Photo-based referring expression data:
********
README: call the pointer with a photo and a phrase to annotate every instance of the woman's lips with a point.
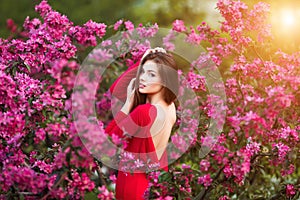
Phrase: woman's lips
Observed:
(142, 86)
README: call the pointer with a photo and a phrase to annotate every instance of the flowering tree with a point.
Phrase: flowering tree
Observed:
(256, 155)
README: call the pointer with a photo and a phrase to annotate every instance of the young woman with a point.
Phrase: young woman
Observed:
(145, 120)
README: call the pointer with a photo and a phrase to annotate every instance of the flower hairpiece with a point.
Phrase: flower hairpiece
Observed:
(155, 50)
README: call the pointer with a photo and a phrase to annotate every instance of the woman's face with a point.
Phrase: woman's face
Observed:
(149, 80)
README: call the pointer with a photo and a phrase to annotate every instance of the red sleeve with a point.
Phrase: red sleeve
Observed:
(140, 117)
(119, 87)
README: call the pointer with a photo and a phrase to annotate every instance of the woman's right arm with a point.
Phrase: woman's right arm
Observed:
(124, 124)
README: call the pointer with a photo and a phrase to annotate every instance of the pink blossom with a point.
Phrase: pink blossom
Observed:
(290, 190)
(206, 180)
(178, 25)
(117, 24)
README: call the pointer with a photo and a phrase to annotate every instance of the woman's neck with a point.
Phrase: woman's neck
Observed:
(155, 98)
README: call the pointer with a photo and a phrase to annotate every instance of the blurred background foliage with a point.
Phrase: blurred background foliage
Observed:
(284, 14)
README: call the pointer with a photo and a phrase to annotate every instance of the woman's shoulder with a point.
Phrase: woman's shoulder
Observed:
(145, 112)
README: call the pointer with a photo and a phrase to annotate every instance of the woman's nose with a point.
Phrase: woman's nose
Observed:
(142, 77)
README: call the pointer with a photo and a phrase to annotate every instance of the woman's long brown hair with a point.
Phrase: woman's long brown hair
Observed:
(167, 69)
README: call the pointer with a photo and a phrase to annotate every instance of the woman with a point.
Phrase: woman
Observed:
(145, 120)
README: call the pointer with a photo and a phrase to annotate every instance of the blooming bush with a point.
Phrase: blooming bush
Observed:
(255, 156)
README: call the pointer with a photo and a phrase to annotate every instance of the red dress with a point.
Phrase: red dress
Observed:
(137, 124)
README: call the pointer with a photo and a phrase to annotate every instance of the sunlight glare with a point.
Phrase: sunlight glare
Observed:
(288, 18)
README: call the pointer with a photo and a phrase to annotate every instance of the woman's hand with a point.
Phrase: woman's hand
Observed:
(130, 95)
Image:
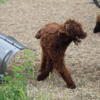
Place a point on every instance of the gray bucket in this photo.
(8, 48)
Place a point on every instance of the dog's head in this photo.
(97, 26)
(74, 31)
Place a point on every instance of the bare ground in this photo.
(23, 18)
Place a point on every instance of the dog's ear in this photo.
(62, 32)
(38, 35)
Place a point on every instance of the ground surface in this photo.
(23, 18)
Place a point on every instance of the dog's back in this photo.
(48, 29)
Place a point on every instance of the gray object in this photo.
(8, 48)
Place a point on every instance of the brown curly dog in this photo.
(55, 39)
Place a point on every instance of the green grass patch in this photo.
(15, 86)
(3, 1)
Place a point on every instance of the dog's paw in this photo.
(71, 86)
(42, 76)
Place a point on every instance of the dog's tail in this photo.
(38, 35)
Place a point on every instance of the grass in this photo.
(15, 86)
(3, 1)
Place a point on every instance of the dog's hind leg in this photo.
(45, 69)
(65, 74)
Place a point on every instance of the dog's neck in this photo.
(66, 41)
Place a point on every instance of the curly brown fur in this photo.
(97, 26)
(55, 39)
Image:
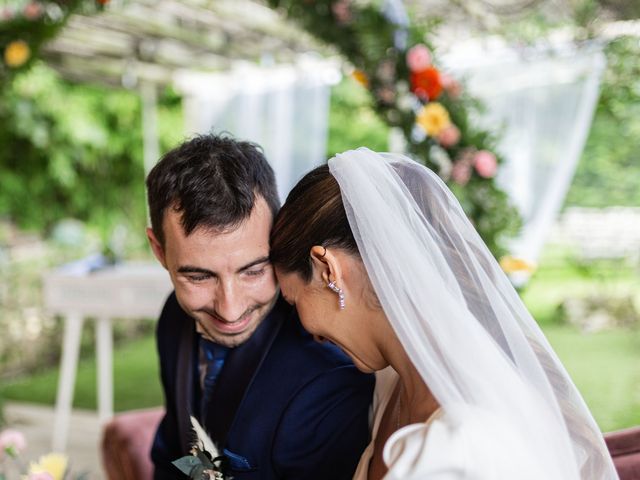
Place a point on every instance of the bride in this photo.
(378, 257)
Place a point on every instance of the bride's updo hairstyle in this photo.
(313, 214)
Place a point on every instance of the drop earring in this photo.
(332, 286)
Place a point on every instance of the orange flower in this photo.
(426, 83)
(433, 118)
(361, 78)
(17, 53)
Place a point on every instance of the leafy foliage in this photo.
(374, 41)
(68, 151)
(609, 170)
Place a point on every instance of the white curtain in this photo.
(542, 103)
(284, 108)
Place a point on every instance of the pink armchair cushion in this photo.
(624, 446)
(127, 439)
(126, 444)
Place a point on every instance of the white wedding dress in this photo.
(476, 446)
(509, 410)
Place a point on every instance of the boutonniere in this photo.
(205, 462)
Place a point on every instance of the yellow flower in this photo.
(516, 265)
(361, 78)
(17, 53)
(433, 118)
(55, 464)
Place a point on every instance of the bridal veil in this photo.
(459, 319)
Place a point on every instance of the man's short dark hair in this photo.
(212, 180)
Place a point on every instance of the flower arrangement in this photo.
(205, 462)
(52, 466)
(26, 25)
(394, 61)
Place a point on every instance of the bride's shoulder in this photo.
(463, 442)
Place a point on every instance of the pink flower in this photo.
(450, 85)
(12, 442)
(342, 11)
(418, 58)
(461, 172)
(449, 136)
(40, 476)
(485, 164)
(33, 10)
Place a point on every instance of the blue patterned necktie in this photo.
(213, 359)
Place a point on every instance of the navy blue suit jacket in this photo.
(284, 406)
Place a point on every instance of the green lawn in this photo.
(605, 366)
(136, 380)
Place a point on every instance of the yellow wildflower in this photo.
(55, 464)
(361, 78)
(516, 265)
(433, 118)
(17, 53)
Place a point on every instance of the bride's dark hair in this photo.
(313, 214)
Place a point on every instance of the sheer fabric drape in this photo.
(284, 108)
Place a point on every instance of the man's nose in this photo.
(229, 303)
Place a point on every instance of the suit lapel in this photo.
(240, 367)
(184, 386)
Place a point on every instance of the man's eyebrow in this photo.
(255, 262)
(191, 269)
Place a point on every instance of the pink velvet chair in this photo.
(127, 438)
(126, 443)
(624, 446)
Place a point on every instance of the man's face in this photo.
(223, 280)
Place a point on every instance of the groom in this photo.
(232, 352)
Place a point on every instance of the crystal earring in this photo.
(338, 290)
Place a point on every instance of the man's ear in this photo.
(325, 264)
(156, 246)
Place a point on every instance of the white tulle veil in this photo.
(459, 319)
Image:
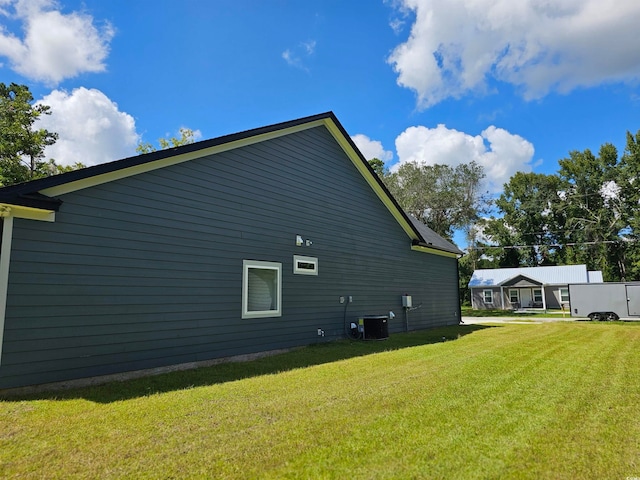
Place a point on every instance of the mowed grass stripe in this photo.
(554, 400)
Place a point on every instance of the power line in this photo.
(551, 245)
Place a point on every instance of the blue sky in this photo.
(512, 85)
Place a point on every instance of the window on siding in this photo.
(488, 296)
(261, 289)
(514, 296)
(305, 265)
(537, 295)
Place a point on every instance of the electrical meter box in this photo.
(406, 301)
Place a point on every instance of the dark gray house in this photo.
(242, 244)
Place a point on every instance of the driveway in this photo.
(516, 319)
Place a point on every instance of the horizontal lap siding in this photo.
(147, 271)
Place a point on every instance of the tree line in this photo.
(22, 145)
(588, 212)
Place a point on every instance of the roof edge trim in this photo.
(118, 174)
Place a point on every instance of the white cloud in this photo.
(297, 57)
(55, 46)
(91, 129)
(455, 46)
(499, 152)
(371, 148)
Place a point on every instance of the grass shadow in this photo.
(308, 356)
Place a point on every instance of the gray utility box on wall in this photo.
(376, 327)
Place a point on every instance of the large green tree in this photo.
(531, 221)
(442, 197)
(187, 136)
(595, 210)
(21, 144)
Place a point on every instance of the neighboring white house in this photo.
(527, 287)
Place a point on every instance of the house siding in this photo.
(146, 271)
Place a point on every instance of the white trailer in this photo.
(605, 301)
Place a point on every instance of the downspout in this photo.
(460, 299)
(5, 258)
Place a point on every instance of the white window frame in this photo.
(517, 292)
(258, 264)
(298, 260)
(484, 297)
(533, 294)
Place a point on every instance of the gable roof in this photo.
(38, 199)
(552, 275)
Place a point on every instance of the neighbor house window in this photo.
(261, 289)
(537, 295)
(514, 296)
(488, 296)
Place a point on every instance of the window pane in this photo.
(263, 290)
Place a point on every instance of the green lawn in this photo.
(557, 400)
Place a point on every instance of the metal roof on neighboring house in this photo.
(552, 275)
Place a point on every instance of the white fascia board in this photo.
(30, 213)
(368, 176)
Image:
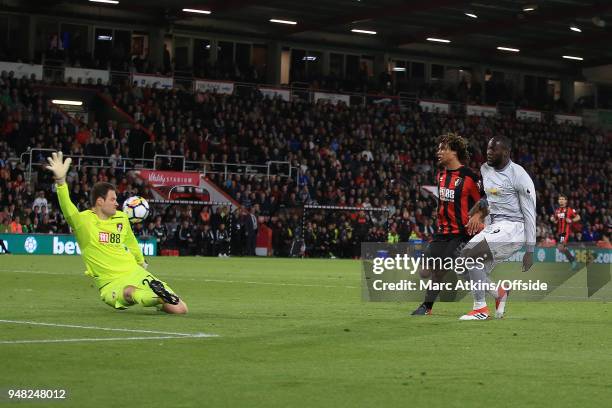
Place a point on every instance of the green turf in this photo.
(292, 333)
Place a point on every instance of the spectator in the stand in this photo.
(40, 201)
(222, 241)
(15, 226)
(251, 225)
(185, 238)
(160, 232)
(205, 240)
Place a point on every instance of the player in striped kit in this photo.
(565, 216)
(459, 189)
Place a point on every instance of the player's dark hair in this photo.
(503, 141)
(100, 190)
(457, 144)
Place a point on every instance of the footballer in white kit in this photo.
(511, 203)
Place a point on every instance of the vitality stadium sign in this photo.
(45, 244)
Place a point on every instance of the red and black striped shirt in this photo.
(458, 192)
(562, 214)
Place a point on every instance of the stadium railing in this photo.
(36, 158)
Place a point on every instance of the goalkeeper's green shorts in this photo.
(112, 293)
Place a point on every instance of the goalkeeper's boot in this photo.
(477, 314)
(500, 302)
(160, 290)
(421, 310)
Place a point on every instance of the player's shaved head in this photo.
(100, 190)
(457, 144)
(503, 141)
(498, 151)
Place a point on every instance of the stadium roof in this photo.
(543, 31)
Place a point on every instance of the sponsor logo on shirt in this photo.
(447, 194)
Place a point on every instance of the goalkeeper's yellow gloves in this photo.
********
## What to do
Please make your reply exactly the lines from the one containing "Place a point on every instance of the goalkeeper's green" through the end of the entries above, and nothing more.

## Output of the task
Place a point on every instance of the goalkeeper's green shorts in this photo.
(112, 293)
Place a point on every instance of the goalkeeper's boot in this photo.
(477, 314)
(500, 302)
(160, 290)
(421, 310)
Place a point on every instance of the player's shaved head in this photo.
(100, 190)
(457, 144)
(503, 141)
(498, 151)
Place a point on every instance of the stadium roof in this photo.
(543, 31)
Place a point on every instance of the sponsor logo on shirt in this photo.
(447, 194)
Place a point on every instance of the goalkeeper's yellow gloves in this photo.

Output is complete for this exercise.